▶ _Work to be completed_
Transcribe the lines below verbatim, from the first line of the items through the line containing "[(0, 77), (0, 202), (306, 204), (306, 79)]", inclusive.

### Raw data ###

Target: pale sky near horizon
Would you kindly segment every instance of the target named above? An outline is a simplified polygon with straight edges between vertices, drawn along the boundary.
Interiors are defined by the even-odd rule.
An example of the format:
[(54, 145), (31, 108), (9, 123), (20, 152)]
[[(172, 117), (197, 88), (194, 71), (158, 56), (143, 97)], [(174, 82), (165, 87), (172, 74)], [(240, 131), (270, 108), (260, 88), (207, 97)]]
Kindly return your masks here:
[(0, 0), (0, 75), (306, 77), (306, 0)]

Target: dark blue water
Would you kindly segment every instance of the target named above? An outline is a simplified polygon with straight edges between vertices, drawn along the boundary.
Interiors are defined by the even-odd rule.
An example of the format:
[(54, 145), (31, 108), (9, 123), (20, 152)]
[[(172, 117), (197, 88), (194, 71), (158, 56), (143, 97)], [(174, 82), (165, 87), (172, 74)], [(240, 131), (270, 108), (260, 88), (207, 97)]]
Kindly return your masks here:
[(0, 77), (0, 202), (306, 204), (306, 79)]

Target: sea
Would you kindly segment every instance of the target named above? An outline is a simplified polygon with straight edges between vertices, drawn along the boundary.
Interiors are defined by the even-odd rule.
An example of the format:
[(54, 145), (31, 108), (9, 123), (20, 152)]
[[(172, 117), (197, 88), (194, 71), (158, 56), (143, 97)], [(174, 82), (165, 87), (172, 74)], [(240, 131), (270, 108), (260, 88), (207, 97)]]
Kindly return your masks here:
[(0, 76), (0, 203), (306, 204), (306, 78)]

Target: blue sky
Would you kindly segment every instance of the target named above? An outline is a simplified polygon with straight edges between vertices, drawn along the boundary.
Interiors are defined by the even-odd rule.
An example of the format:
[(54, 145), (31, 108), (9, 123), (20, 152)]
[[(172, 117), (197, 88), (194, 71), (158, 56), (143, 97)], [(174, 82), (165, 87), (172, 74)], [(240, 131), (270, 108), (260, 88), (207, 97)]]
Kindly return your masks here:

###

▶ _Response to this exercise_
Target: pale sky near horizon
Would you kindly segment every instance of the target named above? An outline is a simplified polygon with straight edges between vertices, drawn along the boundary.
Interiors are defined by the even-odd rule.
An example of the format:
[(54, 145), (31, 108), (9, 123), (20, 152)]
[[(172, 117), (197, 88), (194, 71), (158, 56), (143, 97)], [(174, 82), (165, 87), (172, 74)], [(240, 131), (270, 108), (260, 88), (207, 97)]]
Kindly return your masks here:
[(0, 0), (0, 75), (306, 77), (306, 0)]

Target: dark blue water
Would you kindly segment every instance of the target named above? An outline is a simplified polygon with straight edges between vertices, drawn along the boundary.
Interiors are defined by the even-odd rule.
An example of the format:
[(54, 145), (31, 108), (9, 123), (20, 152)]
[[(172, 117), (197, 88), (194, 71), (158, 56), (143, 97)], [(174, 82), (165, 87), (172, 74)], [(240, 131), (270, 108), (260, 88), (207, 97)]]
Kindly return your masks here:
[(0, 77), (0, 202), (306, 204), (306, 79)]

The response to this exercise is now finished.